Text for analysis:
• • •

The parameter \(\mathbf {d}^{(k)} \left (\in \mathbb {R}^{3p}\right)\) indicates the search direction of Levenberg-Marquardt algorithm and is determined by solving the subproblem described in Appendix 1.

Lagrangian relaxation yields a good approximate solution to the original problem when λ1, λ2, and λ3 are available and if we could solve the problem by overcoming the non-convexity. However, due to the non-convexity, the Levenberg-Marquardt method (or any other convex optimization methods) may be trapped in local minima depending on the initial guess x0. In addition, the best choice of λ1, λ2, and λ3 depends on the target image, and unfortunately, the ideal values are generally inaccessible.

3.2 INSIDE relaxation

The INSIDE relaxation of the problem is formulated as:
$$ \begin{aligned} & \underset{{\mathbf{x}}}{\text{minimize}} & & \frac{1}{2} \|\mathbf{D}_{\otimes} \mathbf{x}\|_{2}^{2} \\ & \text{subject to} & & \mathbf{L}_{\otimes} \mathbf{x} - \mathbf{m}^{\top} =\mathbf{0}, \\ &&& \mathbf{F}_{\otimes} \mathbf{x} - \mathbf{g} =\mathbf{0},\\ &&& 0 \leq \mathbf{s}_{i}^{\top} \mathbf{x}, \quad \forall i \in \{3, 6, \ldots, 3p\}, \\ &&& \mathbf{x}^{\top} \mathbf{K}_{i} \mathbf{x} \leq 1, \quad \forall i \in \{1,\ldots, p\}, \end{aligned} $$
where \(\mathbf {s}_{i} \left (\in \mathbb {R}^{3p}\right)\) are single-entry vectors with one in row i and zero elsewhere, and K i is a block diagonal matrix:
$$\begin{array}{*{20}l} \mathbf{K}_{i} = \left[ \begin{array}{cccc} K_{1i} & 0 & \cdots & 0 \\ 0 & K_{2i} & & \vdots \\ \vdots & & \ddots & 0 \\ 0 & \cdots & & K_{pi} \end{array} \right], \quad K_{ji} &= \left[ \begin{array}{ll} \mathbf{I}_{3} & (\text{if}~~i=j) \\ 0 & (\text{otherwise})~. \end{array} \right. \end{array} $$

The relaxed problem is convex QCQP, which can be solved as a second-order cone program (SOCP) [25]. The details of the solution method are described in Appendix 2. While this SOCP problem can be solved more efficiently than the SDP relaxation to the original problem, it is still computationally demanding when the size of input image is large.

• • •

Excerpted records:

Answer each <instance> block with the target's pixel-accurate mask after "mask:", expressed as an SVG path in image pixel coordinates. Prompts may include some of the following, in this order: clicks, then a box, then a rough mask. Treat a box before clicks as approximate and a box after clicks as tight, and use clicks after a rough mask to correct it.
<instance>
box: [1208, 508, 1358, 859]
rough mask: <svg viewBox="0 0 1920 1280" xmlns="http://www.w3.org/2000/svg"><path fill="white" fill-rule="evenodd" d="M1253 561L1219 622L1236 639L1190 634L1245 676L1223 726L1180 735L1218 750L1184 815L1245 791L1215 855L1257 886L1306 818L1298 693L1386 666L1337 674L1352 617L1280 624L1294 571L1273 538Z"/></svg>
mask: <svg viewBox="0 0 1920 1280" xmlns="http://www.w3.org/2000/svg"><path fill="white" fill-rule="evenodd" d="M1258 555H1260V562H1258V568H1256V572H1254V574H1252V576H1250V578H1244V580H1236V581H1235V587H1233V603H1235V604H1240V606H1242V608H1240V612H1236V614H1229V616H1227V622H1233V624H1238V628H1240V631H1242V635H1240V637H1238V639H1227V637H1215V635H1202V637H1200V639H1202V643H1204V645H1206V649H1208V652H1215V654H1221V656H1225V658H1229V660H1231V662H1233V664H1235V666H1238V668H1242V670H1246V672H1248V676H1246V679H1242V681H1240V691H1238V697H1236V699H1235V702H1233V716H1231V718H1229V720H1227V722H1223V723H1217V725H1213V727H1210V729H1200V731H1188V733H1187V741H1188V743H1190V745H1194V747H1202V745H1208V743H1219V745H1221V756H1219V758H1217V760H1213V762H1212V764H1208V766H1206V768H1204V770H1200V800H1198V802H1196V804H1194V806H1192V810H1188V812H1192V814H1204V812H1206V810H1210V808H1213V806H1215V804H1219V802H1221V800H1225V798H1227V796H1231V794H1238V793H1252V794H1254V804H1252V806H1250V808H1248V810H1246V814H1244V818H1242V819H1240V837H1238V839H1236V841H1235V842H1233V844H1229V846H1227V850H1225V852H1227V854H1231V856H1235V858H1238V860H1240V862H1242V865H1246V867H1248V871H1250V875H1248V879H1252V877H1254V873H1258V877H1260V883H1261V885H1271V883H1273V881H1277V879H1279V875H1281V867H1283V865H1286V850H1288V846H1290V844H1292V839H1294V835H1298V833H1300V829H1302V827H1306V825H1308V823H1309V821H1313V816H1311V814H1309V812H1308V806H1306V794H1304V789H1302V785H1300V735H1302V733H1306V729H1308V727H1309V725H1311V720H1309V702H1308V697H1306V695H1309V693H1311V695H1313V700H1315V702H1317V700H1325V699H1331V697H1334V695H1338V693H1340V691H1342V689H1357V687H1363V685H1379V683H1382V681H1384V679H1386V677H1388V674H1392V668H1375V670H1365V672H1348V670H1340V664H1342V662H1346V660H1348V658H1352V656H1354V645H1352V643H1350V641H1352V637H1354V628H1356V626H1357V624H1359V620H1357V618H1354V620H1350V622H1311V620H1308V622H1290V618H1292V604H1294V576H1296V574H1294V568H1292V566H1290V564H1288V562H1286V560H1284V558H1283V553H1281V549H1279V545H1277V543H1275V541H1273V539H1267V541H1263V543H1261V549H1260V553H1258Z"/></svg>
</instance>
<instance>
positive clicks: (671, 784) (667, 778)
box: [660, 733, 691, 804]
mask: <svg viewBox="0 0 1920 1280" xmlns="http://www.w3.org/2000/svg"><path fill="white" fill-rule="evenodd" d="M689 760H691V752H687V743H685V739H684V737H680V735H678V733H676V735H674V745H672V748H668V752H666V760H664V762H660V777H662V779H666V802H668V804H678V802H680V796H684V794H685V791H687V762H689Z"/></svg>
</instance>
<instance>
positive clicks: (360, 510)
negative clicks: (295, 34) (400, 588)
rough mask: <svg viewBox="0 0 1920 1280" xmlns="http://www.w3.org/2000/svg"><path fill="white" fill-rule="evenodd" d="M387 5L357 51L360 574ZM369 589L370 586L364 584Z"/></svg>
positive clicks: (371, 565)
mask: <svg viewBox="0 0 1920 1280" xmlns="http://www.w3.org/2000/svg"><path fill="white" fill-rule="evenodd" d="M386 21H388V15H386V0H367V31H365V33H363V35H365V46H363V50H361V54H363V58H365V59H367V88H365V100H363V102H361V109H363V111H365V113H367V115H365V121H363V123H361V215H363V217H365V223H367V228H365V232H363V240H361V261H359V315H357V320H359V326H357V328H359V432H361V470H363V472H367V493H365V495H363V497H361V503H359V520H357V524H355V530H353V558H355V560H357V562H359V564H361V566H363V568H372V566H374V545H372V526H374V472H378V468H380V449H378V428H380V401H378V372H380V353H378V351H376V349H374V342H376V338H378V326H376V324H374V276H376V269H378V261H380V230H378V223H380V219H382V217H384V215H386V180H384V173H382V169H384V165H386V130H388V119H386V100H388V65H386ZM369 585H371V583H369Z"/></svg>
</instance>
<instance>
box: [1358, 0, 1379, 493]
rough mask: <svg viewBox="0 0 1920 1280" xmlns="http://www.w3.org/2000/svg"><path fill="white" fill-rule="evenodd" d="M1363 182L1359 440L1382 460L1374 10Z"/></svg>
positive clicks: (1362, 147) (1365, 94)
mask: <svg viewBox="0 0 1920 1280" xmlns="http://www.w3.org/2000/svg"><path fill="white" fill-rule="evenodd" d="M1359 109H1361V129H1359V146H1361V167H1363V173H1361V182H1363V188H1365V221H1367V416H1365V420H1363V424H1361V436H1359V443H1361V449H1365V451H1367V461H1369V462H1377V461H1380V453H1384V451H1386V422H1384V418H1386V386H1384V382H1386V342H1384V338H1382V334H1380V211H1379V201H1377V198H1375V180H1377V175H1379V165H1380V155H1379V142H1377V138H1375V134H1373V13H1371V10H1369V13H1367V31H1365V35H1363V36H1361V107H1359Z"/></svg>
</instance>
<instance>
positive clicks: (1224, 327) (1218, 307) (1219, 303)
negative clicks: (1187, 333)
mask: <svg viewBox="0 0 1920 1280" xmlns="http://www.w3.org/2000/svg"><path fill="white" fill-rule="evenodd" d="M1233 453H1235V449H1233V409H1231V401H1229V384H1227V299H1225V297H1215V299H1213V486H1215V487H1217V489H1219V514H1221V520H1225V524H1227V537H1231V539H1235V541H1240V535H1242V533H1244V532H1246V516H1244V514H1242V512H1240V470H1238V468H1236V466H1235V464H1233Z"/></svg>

• • •

Tasks:
• a. In the relaxation excerpt, copy the part that opens with the words containing "The relaxed problem" and closes with "image is large.".
• b. According to the relaxation excerpt, why might the Levenberg-Marquardt method fail to reach a good solution? Answer in one to three sentences.
• c. Translate this sentence from the relaxation excerpt into Spanish: "The relaxed problem is convex QCQP, which can be solved as a second-order cone program (SOCP) [25]."

Responses to the tasks:
• a.
The relaxed problem is convex QCQP, which can be solved as a second-order cone program (SOCP) [25]. The details of the solution method are described in Appendix 2. While this SOCP problem can be solved more efficiently than the SDP relaxation to the original problem, it is still computationally demanding when the size of input image is large.

• b. The problem is non-convex. Because of this, the Levenberg-Marquardt method may get trapped in local minima, depending on the initial guess x0.

• c. El problema relajado es un QCQP convexo, que puede resolverse como un programa cónico de segundo orden (SOCP) [25].